- [What you should do]
Answer these questions using the excerpt below on ICU's character database files.
(a) For the most common properties, which file is modified?
(b) What binary file does the genprops tool write?
(c) With how many hex digits should code point values be written?
━━━━━ Excerpt to read
This is done by modifying the Character Database files copied into the
ICU source tree at icu/source/data/unidata. For the most common properties, the file to modify is UnicodeData.txt.
To
add a character to such a file, a line must be inserted into the file
with the format used in that file (see the online documentation on the Unicode site
for more information). These files are processed by ICU tools at build
time. For example, the genprops tool reads several of the files and
writes the binary file uprops.dat, which is then packaged into the
common ICU data file. It is important for the operation of those tools
that the Unicode character code points of the entries are in ascending
order (gaps are allowed). Any available Unicode code point (0 to 10ffff16)
can be used. Code point values should be written with either 4, 5, or 6
hex digits. The minimum number of digits possible should be used (but
no fewer than 4). Note that the Unicode Standard specifies that the 32
code point U+fdd0..U+fdef and the 34 code points U+...fffe and
U+...ffff are not characters, therefore they should not be added to any
of the character database files.
━━━━━━━━━━
━━━━━ Collected material
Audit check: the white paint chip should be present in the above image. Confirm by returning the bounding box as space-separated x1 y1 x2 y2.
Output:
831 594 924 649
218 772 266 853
━━━━━━━━━━
- [Final result]
(a) UnicodeData.txt
(b) uprops.dat
(c) 4, 5, or 6, using the minimum number possible but no fewer than 4